▸ Task
Count the lines below that contain the string "black". Reply with the number alone.
----- Raw data -----
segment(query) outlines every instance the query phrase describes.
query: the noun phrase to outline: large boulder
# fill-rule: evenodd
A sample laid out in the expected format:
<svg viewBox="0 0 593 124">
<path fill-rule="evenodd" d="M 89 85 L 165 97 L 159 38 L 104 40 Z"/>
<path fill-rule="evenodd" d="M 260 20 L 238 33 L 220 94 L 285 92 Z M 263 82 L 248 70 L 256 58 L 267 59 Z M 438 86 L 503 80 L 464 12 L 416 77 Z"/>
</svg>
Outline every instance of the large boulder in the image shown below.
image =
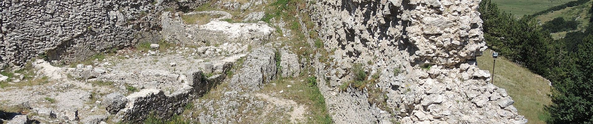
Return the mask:
<svg viewBox="0 0 593 124">
<path fill-rule="evenodd" d="M 27 115 L 17 115 L 12 120 L 8 120 L 7 124 L 26 124 L 29 123 L 28 121 Z"/>
<path fill-rule="evenodd" d="M 264 83 L 276 78 L 276 60 L 274 51 L 259 48 L 247 56 L 243 68 L 232 76 L 229 86 L 234 88 L 259 90 Z"/>
<path fill-rule="evenodd" d="M 105 109 L 111 114 L 117 113 L 119 110 L 125 108 L 126 103 L 127 103 L 127 99 L 126 98 L 126 96 L 118 92 L 107 95 L 103 98 L 103 105 L 105 106 Z"/>
<path fill-rule="evenodd" d="M 301 73 L 301 66 L 298 63 L 298 56 L 288 51 L 280 52 L 280 66 L 282 66 L 282 77 L 296 77 Z"/>
</svg>

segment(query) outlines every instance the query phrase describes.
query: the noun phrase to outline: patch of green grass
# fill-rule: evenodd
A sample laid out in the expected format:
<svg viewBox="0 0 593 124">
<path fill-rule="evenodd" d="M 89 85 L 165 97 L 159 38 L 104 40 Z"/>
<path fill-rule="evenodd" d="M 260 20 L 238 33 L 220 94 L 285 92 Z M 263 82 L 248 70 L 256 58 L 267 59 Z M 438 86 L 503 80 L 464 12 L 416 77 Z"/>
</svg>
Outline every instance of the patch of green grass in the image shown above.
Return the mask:
<svg viewBox="0 0 593 124">
<path fill-rule="evenodd" d="M 198 6 L 196 8 L 193 9 L 194 11 L 212 11 L 217 10 L 216 8 L 212 6 L 212 4 L 208 2 L 202 5 L 201 6 Z"/>
<path fill-rule="evenodd" d="M 298 23 L 298 22 L 292 22 L 292 23 L 291 24 L 289 28 L 292 30 L 301 29 L 301 24 Z"/>
<path fill-rule="evenodd" d="M 323 48 L 324 46 L 323 42 L 321 42 L 321 39 L 320 39 L 319 38 L 315 39 L 314 44 L 315 44 L 315 47 L 317 47 L 318 48 Z"/>
<path fill-rule="evenodd" d="M 0 112 L 14 112 L 14 113 L 20 113 L 21 114 L 29 113 L 31 111 L 30 109 L 31 108 L 25 107 L 22 105 L 17 105 L 10 106 L 4 106 L 4 105 L 0 106 Z"/>
<path fill-rule="evenodd" d="M 148 50 L 151 49 L 150 44 L 150 42 L 139 42 L 138 44 L 136 44 L 135 47 L 136 48 L 136 49 L 138 51 L 146 52 L 148 52 Z"/>
<path fill-rule="evenodd" d="M 98 80 L 91 81 L 89 82 L 89 83 L 91 83 L 91 84 L 92 84 L 93 86 L 111 86 L 113 85 L 113 82 L 103 81 Z"/>
<path fill-rule="evenodd" d="M 276 60 L 276 73 L 278 78 L 280 79 L 282 78 L 282 75 L 281 75 L 282 73 L 282 66 L 280 65 L 280 63 L 282 61 L 281 56 L 282 55 L 280 53 L 280 51 L 276 50 L 274 52 L 274 59 Z"/>
<path fill-rule="evenodd" d="M 490 49 L 484 55 L 492 55 Z M 492 72 L 493 59 L 490 56 L 477 57 L 478 67 Z M 551 86 L 547 80 L 534 74 L 529 69 L 509 61 L 504 56 L 496 60 L 494 72 L 494 85 L 506 89 L 509 95 L 515 100 L 513 104 L 519 115 L 524 115 L 529 123 L 546 123 L 550 114 L 544 106 L 552 103 L 548 96 L 551 94 Z"/>
<path fill-rule="evenodd" d="M 193 102 L 187 103 L 187 104 L 186 104 L 185 106 L 183 106 L 183 108 L 185 109 L 193 109 Z"/>
<path fill-rule="evenodd" d="M 148 115 L 148 117 L 144 120 L 145 124 L 190 124 L 189 121 L 186 120 L 183 116 L 178 115 L 173 115 L 171 118 L 164 119 L 155 115 L 154 113 Z"/>
<path fill-rule="evenodd" d="M 366 76 L 368 76 L 362 64 L 360 63 L 355 63 L 352 65 L 352 68 L 350 69 L 350 72 L 352 73 L 352 80 L 355 82 L 365 81 L 366 80 Z"/>
<path fill-rule="evenodd" d="M 498 8 L 519 17 L 575 0 L 492 0 Z"/>
<path fill-rule="evenodd" d="M 582 30 L 585 29 L 586 26 L 589 25 L 589 14 L 588 12 L 592 2 L 593 1 L 589 1 L 579 6 L 568 7 L 562 10 L 539 15 L 536 16 L 535 19 L 541 21 L 541 24 L 544 24 L 546 22 L 558 17 L 563 17 L 566 21 L 576 20 L 581 23 L 578 26 L 578 29 Z M 560 39 L 566 35 L 566 32 L 551 33 L 551 35 L 554 39 Z"/>
<path fill-rule="evenodd" d="M 298 81 L 299 80 L 304 81 Z M 301 123 L 331 123 L 331 117 L 327 113 L 327 109 L 326 107 L 325 98 L 317 87 L 318 84 L 317 82 L 317 77 L 298 76 L 290 79 L 276 79 L 273 82 L 276 83 L 275 86 L 266 85 L 260 92 L 271 94 L 270 93 L 271 92 L 283 90 L 285 92 L 279 94 L 280 96 L 283 99 L 293 100 L 299 105 L 306 106 L 307 112 L 310 114 L 305 115 L 305 122 Z M 292 86 L 286 88 L 288 85 Z"/>
<path fill-rule="evenodd" d="M 45 100 L 47 100 L 47 102 L 49 102 L 49 103 L 56 103 L 56 99 L 55 99 L 53 98 L 49 98 L 49 97 L 45 97 L 45 98 L 43 98 L 43 99 L 44 99 Z"/>
<path fill-rule="evenodd" d="M 401 73 L 401 69 L 399 67 L 393 69 L 393 75 L 397 76 Z"/>
<path fill-rule="evenodd" d="M 136 87 L 127 84 L 126 85 L 126 89 L 131 92 L 138 92 L 138 89 L 136 88 Z"/>
</svg>

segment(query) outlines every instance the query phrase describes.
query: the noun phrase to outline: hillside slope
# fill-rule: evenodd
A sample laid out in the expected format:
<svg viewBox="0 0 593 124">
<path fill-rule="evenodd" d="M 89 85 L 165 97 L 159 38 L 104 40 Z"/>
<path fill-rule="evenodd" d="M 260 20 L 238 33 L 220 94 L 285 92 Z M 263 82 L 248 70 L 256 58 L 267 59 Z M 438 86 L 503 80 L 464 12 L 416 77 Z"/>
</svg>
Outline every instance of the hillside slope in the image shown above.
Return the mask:
<svg viewBox="0 0 593 124">
<path fill-rule="evenodd" d="M 484 55 L 477 57 L 478 67 L 494 73 L 493 84 L 506 89 L 519 114 L 529 120 L 528 123 L 546 123 L 549 113 L 544 110 L 544 106 L 551 103 L 547 96 L 550 94 L 549 82 L 503 57 L 496 60 L 496 72 L 492 72 L 492 51 L 487 49 Z"/>
<path fill-rule="evenodd" d="M 575 0 L 493 0 L 492 2 L 498 4 L 498 7 L 505 12 L 521 16 L 573 1 Z"/>
<path fill-rule="evenodd" d="M 540 21 L 540 24 L 544 24 L 546 22 L 554 19 L 558 17 L 563 17 L 565 20 L 576 20 L 581 22 L 581 25 L 578 26 L 578 29 L 584 29 L 589 24 L 589 9 L 591 8 L 592 1 L 589 1 L 583 5 L 576 6 L 568 7 L 560 11 L 556 11 L 544 15 L 537 16 L 535 19 Z M 552 33 L 552 38 L 559 39 L 563 38 L 566 35 L 567 32 L 560 32 Z"/>
</svg>

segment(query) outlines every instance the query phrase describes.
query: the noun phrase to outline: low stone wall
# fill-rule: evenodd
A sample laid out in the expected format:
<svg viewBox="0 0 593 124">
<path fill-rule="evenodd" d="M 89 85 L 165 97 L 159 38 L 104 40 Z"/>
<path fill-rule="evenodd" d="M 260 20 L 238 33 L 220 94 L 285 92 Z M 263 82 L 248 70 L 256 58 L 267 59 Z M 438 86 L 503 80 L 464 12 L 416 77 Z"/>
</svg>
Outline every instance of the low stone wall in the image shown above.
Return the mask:
<svg viewBox="0 0 593 124">
<path fill-rule="evenodd" d="M 206 1 L 2 1 L 0 67 L 20 66 L 40 55 L 67 63 L 133 45 L 135 39 L 154 42 L 161 39 L 160 12 Z"/>
</svg>

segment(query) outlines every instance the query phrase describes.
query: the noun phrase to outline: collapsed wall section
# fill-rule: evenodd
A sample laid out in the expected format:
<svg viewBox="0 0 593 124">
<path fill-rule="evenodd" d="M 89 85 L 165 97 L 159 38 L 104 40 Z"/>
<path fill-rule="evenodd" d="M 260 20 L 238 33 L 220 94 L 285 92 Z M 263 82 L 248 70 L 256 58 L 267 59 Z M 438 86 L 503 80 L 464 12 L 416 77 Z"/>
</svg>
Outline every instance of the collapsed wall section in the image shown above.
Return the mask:
<svg viewBox="0 0 593 124">
<path fill-rule="evenodd" d="M 321 53 L 329 53 L 315 66 L 335 122 L 527 122 L 506 91 L 487 83 L 490 73 L 473 61 L 486 48 L 480 1 L 310 2 L 327 51 Z M 376 83 L 344 89 L 352 86 L 355 64 L 364 65 Z M 386 108 L 353 103 L 375 99 L 369 95 L 375 89 Z M 355 113 L 372 116 L 350 118 Z"/>
<path fill-rule="evenodd" d="M 161 30 L 161 11 L 194 8 L 205 2 L 2 1 L 0 67 L 20 66 L 40 55 L 54 63 L 84 60 L 133 45 L 135 39 L 154 42 L 161 39 L 154 38 Z"/>
</svg>

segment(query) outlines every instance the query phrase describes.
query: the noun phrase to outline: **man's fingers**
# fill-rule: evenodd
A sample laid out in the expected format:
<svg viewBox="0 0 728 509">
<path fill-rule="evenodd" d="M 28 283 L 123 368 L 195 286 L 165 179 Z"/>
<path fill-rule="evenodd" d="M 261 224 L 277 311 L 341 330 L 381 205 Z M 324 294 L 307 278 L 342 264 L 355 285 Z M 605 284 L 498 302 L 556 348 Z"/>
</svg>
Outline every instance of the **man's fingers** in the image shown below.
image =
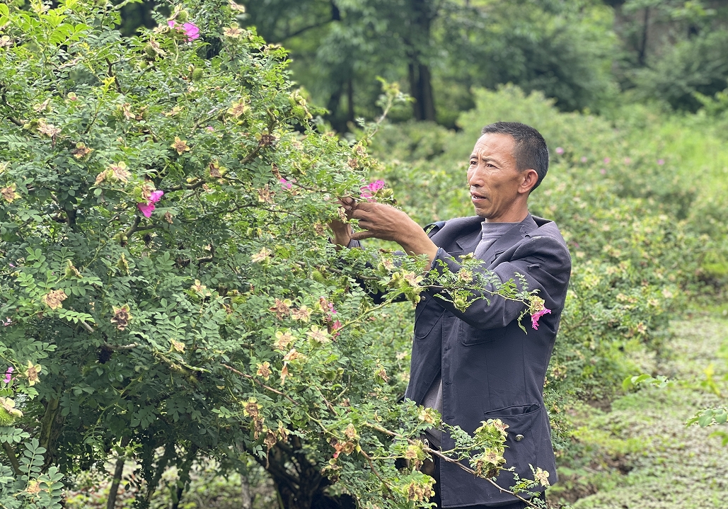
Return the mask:
<svg viewBox="0 0 728 509">
<path fill-rule="evenodd" d="M 356 233 L 352 234 L 352 240 L 363 240 L 364 239 L 370 239 L 370 238 L 371 238 L 374 235 L 371 233 L 371 232 L 368 232 L 367 230 L 365 230 L 363 232 L 357 232 Z"/>
</svg>

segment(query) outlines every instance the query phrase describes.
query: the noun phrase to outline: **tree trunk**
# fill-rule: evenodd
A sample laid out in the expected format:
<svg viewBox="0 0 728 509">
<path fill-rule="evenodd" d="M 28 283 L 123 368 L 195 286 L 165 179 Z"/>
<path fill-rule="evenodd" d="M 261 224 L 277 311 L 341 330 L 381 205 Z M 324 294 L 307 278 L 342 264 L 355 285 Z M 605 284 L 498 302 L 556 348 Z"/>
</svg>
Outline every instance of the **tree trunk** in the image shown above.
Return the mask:
<svg viewBox="0 0 728 509">
<path fill-rule="evenodd" d="M 122 447 L 129 445 L 130 437 L 122 438 Z M 116 505 L 116 495 L 119 494 L 119 485 L 122 482 L 122 475 L 124 473 L 124 463 L 126 457 L 119 456 L 116 459 L 116 467 L 114 469 L 114 479 L 108 489 L 108 499 L 106 500 L 106 509 L 114 509 Z"/>
<path fill-rule="evenodd" d="M 240 474 L 240 509 L 253 509 L 253 497 L 250 496 L 250 485 L 248 476 Z"/>
<path fill-rule="evenodd" d="M 347 102 L 349 106 L 347 120 L 354 122 L 354 82 L 351 76 L 349 77 L 349 81 L 347 83 Z"/>
<path fill-rule="evenodd" d="M 432 95 L 430 68 L 413 59 L 408 66 L 410 94 L 414 98 L 413 114 L 417 120 L 435 120 L 435 98 Z"/>
<path fill-rule="evenodd" d="M 645 60 L 647 56 L 647 33 L 649 29 L 649 7 L 644 8 L 644 18 L 642 23 L 642 40 L 640 42 L 640 47 L 637 53 L 637 62 L 640 66 L 644 66 Z"/>
</svg>

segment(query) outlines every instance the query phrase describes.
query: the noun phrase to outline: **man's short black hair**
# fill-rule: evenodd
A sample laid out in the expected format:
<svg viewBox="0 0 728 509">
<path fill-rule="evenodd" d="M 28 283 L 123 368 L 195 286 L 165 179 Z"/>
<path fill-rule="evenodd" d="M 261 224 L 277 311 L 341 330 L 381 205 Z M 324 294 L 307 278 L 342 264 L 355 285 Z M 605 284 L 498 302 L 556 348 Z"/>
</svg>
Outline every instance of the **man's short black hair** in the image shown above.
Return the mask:
<svg viewBox="0 0 728 509">
<path fill-rule="evenodd" d="M 515 141 L 515 149 L 513 156 L 515 157 L 515 166 L 518 171 L 529 168 L 536 170 L 539 179 L 536 185 L 531 188 L 535 189 L 541 184 L 548 171 L 548 149 L 546 141 L 537 130 L 518 122 L 496 122 L 483 128 L 480 135 L 507 134 Z"/>
</svg>

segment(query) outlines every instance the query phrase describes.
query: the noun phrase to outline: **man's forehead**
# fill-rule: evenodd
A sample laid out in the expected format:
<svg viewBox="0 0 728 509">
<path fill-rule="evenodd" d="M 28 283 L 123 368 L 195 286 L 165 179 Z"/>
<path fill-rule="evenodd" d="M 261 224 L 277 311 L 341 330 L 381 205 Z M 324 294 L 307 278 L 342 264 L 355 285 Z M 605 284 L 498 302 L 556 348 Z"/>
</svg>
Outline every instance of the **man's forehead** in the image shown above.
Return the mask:
<svg viewBox="0 0 728 509">
<path fill-rule="evenodd" d="M 472 149 L 472 156 L 478 157 L 511 158 L 515 141 L 507 134 L 486 133 L 478 138 Z"/>
</svg>

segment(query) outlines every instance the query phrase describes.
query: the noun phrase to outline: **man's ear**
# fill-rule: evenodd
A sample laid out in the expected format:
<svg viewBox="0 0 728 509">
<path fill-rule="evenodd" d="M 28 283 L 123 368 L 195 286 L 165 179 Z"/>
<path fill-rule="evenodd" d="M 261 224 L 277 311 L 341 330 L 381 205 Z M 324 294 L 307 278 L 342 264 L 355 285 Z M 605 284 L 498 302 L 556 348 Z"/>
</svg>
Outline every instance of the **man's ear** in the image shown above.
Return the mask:
<svg viewBox="0 0 728 509">
<path fill-rule="evenodd" d="M 536 186 L 536 183 L 539 181 L 539 174 L 536 173 L 535 170 L 529 168 L 528 170 L 523 170 L 521 172 L 521 175 L 523 177 L 523 180 L 518 187 L 518 192 L 529 193 Z"/>
</svg>

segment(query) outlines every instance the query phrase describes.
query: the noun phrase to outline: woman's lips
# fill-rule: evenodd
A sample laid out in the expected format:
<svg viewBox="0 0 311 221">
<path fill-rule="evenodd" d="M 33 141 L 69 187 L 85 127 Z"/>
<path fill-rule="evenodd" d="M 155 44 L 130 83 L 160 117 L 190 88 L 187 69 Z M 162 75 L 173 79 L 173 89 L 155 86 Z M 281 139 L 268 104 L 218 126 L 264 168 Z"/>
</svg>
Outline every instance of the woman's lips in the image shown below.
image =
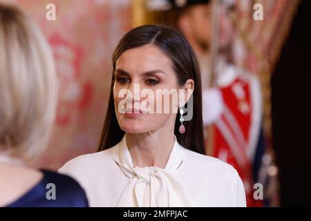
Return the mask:
<svg viewBox="0 0 311 221">
<path fill-rule="evenodd" d="M 141 110 L 135 110 L 135 109 L 126 109 L 125 110 L 125 113 L 124 113 L 124 116 L 130 118 L 135 118 L 140 116 L 144 115 L 145 113 L 143 113 Z"/>
</svg>

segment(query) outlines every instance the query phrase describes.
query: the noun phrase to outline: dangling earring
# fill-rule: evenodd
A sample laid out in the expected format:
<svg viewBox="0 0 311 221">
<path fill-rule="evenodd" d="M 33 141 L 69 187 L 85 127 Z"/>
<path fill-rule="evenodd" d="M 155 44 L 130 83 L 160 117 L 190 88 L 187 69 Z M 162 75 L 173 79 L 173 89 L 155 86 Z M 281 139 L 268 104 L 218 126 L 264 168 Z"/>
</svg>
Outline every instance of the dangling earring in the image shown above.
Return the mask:
<svg viewBox="0 0 311 221">
<path fill-rule="evenodd" d="M 182 115 L 184 114 L 184 110 L 182 109 L 182 106 L 180 106 L 179 108 L 179 113 L 180 114 L 180 117 L 179 118 L 179 121 L 180 122 L 180 126 L 179 127 L 179 133 L 184 133 L 186 132 L 186 128 L 184 125 L 184 121 L 185 119 L 182 117 Z"/>
</svg>

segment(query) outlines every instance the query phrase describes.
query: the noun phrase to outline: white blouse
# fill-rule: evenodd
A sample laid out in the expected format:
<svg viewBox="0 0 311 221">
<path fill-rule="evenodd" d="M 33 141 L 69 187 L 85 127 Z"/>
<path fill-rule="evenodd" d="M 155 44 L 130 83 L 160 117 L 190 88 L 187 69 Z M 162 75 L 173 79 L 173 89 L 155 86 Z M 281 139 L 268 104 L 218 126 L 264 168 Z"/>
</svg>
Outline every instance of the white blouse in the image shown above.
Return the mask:
<svg viewBox="0 0 311 221">
<path fill-rule="evenodd" d="M 133 167 L 125 135 L 107 150 L 79 156 L 59 172 L 84 187 L 91 206 L 245 206 L 236 171 L 175 143 L 165 168 Z"/>
</svg>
-----
▸ Result
2